##### Information provided

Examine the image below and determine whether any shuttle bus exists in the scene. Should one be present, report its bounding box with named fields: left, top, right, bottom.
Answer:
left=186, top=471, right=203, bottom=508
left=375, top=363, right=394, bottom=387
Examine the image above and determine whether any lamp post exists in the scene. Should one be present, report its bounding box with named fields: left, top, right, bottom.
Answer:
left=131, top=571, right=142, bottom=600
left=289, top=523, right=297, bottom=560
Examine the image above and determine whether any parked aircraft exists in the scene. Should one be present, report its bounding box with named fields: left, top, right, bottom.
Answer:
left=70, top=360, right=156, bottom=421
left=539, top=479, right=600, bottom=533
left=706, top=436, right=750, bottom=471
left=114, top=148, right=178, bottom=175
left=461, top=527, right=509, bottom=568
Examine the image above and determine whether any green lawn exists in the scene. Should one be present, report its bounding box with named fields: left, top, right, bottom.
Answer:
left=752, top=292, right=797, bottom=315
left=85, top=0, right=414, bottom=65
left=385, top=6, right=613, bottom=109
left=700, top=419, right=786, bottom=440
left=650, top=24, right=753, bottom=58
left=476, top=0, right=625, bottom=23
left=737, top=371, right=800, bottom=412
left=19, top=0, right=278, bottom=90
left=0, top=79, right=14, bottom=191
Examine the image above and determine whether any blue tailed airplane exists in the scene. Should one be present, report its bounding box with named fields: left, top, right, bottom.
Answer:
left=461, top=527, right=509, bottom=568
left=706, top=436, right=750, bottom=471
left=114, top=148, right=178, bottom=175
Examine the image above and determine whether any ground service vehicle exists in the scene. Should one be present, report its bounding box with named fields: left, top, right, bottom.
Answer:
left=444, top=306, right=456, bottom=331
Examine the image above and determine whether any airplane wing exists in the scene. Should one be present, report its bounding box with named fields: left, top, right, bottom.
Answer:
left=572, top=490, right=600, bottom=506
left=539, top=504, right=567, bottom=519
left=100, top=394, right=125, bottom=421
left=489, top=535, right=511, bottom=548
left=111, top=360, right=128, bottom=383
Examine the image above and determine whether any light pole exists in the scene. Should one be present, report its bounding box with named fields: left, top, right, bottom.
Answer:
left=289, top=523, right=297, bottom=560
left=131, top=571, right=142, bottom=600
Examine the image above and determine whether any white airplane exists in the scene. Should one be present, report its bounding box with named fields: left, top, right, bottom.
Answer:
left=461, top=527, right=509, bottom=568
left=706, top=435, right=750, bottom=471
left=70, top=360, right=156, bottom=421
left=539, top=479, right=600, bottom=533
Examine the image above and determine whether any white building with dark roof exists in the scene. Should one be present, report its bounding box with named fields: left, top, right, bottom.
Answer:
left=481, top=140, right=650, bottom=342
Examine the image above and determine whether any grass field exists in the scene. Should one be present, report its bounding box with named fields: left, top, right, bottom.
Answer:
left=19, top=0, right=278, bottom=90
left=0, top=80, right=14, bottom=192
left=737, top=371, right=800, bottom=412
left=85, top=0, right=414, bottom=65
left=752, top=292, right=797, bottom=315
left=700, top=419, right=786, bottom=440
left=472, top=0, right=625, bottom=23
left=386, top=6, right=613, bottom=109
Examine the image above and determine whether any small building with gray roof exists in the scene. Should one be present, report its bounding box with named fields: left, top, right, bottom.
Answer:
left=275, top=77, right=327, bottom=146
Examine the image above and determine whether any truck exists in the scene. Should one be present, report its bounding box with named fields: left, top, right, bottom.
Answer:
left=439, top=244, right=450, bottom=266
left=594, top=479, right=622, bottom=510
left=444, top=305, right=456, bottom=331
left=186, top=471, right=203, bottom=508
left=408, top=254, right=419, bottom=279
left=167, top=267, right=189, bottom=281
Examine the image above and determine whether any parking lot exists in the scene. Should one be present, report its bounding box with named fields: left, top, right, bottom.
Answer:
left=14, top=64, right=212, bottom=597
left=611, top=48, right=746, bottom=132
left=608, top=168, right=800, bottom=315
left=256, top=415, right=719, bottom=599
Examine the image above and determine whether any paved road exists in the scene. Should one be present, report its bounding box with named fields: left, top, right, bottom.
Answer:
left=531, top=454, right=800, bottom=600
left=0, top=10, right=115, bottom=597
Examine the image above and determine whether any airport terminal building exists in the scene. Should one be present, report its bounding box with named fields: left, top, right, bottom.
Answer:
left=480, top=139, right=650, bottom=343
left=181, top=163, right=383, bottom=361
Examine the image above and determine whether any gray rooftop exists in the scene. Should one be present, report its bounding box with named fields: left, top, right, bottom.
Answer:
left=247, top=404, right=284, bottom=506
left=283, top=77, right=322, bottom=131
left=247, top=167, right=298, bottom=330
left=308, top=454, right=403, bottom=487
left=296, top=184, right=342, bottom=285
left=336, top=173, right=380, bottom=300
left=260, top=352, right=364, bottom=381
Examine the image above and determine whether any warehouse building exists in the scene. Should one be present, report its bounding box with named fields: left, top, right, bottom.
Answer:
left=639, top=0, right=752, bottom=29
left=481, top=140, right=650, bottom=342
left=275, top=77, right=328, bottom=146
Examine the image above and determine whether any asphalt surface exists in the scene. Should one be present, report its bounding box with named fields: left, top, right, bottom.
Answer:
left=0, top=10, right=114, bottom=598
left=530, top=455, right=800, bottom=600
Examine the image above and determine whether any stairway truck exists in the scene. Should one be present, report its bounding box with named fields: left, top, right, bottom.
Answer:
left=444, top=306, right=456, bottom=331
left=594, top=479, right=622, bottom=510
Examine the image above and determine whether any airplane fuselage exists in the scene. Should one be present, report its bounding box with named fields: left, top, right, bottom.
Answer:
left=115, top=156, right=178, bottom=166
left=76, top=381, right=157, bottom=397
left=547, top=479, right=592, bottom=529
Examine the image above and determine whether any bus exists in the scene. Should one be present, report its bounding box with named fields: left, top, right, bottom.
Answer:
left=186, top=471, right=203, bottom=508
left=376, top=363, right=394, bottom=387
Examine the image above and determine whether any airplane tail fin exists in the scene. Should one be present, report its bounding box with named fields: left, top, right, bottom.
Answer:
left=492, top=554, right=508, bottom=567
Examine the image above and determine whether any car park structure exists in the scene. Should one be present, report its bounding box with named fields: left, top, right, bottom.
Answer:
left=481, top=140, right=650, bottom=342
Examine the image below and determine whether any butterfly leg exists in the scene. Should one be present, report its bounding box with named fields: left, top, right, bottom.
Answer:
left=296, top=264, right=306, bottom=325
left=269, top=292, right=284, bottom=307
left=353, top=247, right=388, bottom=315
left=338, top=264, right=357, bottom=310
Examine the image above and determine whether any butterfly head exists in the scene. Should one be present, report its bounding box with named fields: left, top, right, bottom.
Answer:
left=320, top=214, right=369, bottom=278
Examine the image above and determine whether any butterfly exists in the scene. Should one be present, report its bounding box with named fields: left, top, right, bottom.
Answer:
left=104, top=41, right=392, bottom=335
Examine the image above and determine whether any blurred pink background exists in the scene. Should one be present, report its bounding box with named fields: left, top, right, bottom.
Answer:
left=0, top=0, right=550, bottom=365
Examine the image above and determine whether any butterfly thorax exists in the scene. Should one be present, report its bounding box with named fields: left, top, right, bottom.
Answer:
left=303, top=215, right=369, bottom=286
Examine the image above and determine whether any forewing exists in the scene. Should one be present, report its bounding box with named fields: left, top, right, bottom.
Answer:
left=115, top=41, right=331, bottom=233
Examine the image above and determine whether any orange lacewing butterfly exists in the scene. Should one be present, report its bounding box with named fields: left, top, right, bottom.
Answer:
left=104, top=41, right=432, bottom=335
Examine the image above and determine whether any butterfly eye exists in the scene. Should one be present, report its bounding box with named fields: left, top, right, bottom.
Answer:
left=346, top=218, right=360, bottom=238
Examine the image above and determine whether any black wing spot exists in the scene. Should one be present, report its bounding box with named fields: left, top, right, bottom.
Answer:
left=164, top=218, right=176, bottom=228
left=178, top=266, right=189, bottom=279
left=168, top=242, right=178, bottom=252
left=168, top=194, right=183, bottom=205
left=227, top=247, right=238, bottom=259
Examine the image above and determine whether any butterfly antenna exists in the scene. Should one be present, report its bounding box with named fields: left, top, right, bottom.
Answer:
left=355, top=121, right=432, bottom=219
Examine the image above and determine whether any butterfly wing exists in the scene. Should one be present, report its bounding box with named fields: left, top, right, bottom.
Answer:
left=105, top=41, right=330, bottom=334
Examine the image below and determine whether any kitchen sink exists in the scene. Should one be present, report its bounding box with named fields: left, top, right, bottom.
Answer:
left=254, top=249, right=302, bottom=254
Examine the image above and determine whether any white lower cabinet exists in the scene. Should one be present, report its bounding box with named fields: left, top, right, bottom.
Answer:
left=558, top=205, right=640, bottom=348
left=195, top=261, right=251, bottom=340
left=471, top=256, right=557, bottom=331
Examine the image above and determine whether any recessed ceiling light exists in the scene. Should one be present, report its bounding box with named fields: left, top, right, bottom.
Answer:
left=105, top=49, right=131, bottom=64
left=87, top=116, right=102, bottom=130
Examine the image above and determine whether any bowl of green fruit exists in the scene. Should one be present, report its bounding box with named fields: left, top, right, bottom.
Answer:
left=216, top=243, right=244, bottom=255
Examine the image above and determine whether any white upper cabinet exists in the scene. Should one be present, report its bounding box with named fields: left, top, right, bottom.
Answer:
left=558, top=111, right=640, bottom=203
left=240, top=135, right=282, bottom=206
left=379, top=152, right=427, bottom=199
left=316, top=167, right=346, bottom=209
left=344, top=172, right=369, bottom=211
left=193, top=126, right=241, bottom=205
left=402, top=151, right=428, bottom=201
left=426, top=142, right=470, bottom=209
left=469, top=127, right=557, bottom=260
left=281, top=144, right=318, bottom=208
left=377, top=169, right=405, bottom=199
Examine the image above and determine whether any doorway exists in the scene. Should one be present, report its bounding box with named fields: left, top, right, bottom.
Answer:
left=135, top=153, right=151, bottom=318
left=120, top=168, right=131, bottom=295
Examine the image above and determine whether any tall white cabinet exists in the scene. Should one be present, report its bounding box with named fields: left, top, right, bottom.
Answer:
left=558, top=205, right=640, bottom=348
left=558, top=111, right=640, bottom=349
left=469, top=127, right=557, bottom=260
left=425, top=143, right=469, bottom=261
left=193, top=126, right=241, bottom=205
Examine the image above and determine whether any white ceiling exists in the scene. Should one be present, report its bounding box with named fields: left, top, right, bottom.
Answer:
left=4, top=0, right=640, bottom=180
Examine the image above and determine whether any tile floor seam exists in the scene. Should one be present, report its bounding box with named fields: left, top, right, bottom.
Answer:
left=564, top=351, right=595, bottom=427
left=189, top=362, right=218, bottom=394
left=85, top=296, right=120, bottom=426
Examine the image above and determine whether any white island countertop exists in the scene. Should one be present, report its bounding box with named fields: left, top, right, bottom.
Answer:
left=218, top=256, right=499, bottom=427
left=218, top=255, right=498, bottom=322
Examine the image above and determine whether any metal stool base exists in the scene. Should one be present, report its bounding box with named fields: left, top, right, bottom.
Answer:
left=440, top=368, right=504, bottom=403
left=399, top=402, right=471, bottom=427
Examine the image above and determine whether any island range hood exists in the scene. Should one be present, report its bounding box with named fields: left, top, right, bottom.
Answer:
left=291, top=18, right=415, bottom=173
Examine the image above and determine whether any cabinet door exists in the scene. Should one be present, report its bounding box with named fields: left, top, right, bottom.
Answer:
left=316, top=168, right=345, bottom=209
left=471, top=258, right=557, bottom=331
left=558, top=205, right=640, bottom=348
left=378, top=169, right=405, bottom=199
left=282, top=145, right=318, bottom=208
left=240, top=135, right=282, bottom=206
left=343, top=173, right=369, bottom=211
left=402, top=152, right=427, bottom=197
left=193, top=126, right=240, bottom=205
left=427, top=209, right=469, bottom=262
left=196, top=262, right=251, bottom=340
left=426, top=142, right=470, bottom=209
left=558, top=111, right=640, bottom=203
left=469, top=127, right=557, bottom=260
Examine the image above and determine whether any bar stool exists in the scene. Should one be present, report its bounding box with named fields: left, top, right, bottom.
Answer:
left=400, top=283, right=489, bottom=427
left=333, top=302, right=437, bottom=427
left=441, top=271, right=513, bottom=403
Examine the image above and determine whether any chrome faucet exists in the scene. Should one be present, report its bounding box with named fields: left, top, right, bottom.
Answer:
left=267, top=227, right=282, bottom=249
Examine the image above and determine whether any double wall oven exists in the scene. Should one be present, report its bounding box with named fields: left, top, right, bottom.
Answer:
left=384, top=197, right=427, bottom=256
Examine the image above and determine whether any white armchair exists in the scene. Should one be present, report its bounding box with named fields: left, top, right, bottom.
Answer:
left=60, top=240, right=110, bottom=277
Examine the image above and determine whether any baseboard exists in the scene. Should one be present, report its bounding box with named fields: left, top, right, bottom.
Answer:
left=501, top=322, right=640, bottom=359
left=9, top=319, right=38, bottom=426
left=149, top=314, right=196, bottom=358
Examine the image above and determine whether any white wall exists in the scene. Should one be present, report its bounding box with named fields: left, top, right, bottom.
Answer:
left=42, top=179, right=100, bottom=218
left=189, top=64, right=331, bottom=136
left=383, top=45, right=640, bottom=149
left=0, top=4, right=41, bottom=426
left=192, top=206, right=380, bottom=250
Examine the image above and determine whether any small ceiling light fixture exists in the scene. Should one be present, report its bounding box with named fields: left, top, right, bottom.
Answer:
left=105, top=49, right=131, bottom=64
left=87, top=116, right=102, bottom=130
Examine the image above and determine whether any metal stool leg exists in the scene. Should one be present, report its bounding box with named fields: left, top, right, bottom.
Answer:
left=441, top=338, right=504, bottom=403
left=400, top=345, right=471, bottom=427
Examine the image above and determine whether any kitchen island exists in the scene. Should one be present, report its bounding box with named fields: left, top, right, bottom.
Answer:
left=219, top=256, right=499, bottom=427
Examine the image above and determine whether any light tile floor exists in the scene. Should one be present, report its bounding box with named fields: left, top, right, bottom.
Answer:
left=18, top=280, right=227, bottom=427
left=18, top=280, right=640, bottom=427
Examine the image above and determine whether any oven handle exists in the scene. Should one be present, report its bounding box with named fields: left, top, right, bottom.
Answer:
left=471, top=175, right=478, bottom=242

##########

- **Exercise instructions**
Please print, word for word, the stretch of rows from the line containing "any butterfly thorax" through the line containing "left=227, top=247, right=238, bottom=259", both of those lines included.

- **Task result**
Examine the image above and determine whether any butterfly thorax exists in the scene. Should one be present, report its bounding box with named fields: left, top, right, bottom.
Answer:
left=303, top=215, right=369, bottom=286
Examine the image above and determine whether any forewing exists in the scene. Should one be present, report its bounding box with named fields: left, top, right, bottom.
Answer:
left=115, top=41, right=331, bottom=233
Examine the image above and determine whether any orange lacewing butterfly exists in the scene. Should one be present, report its bounding box with named fields: left, top, right, bottom.
Answer:
left=104, top=41, right=432, bottom=335
Examine the image above and determine whether any butterfly eye exists in the scene. Should one be present, report its bounding box with named fields: left, top, right, bottom.
Answer:
left=346, top=218, right=360, bottom=238
Examine the image above and determine whether any black wing spot exists in the scene. Should one be present, report its bounding box with named fields: left, top, right, bottom.
Answer:
left=164, top=218, right=176, bottom=228
left=178, top=266, right=189, bottom=279
left=168, top=242, right=178, bottom=252
left=168, top=194, right=183, bottom=205
left=227, top=247, right=238, bottom=259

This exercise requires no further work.